# The problem
Give back the full listing that follows exactly as it reads.

# Provided entries
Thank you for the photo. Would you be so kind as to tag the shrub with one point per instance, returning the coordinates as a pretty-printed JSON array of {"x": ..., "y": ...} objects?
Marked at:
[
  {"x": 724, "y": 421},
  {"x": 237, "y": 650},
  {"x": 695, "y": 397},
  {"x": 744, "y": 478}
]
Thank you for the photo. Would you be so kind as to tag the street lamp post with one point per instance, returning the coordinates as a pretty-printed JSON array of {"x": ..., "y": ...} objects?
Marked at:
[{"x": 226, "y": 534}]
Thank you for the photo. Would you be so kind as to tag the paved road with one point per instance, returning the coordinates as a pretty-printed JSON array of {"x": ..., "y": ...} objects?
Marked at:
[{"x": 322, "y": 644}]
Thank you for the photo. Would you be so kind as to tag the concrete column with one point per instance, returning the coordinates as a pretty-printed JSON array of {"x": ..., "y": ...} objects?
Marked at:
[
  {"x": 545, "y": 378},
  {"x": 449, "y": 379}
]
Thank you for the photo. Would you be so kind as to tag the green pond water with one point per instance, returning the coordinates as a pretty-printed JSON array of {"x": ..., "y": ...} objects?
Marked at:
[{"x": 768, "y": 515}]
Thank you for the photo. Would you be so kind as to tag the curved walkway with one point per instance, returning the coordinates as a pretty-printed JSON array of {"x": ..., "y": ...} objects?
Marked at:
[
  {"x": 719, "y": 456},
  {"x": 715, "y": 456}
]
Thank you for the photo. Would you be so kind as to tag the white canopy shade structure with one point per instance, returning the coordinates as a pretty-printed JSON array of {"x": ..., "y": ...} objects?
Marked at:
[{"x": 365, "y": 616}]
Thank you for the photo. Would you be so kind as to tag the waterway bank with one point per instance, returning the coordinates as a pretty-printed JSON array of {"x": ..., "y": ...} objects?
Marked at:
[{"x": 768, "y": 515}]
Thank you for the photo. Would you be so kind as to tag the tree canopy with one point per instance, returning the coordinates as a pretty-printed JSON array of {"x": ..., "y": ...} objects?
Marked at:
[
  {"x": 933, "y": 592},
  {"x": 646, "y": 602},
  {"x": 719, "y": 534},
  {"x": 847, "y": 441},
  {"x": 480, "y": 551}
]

# Response to the exercise
Thank you for the photo. Would you be so kind as to tag the shrub with one point per instance, returning the coordinates as a pretty-printed JSON array of {"x": ..., "y": ...} objects?
Marked at:
[
  {"x": 724, "y": 421},
  {"x": 237, "y": 650},
  {"x": 695, "y": 397},
  {"x": 744, "y": 478}
]
Thank you for the photo. Would you be so kind as to tag the street lamp post with one point per instance, returning the coordinates as a pretty-printed JSON array of {"x": ..., "y": ...} objects?
Marked at:
[{"x": 226, "y": 534}]
Thank you for the photo. Would you be so kind as to tag the paved road with one point per instance, returning the coordinates as a pretty-printed JSON array of {"x": ..., "y": ...} objects?
Marked at:
[{"x": 322, "y": 644}]
Thank you for the photo. Would you be so kind as to tag the concrete column with one point per instance, returning the coordinates as a pretty-printed JSON array of {"x": ..., "y": ...} objects?
Marked at:
[
  {"x": 545, "y": 378},
  {"x": 449, "y": 379}
]
Thank you for the photo. Would you be so kind as to tag the green pond water with one point per instance, returning the coordinates as a pretty-printed JSON array of {"x": ..., "y": ...} objects?
Marked at:
[{"x": 768, "y": 515}]
Thank you for the photo. Would you be so kind as to tag the curved walkway with one point per instance, returning the coordinates as a pretty-printed JSON array of {"x": ..., "y": ...} objects?
Marked at:
[
  {"x": 719, "y": 456},
  {"x": 715, "y": 456}
]
Thank you for the photo. Would you be so kind as to tag the white canopy shade structure with one point per instance, returning the coordinates as a pretty-printed JSON array of {"x": ..., "y": ...} objects?
Marked at:
[{"x": 365, "y": 616}]
Thank you for the photo. Would you be so kind as to tag the waterway bank with one point per instance, returning the coordinates as a pretty-printed JSON array of {"x": ..., "y": ...} objects?
Marked at:
[{"x": 768, "y": 515}]
Thank you for the photo. Would you be so kind as to tag the tree canopy with one point per instance, returning the coordinates as a pretty-printed JSON array of {"x": ..., "y": ...} objects?
Marked at:
[
  {"x": 933, "y": 592},
  {"x": 646, "y": 602},
  {"x": 719, "y": 534},
  {"x": 847, "y": 441},
  {"x": 480, "y": 551}
]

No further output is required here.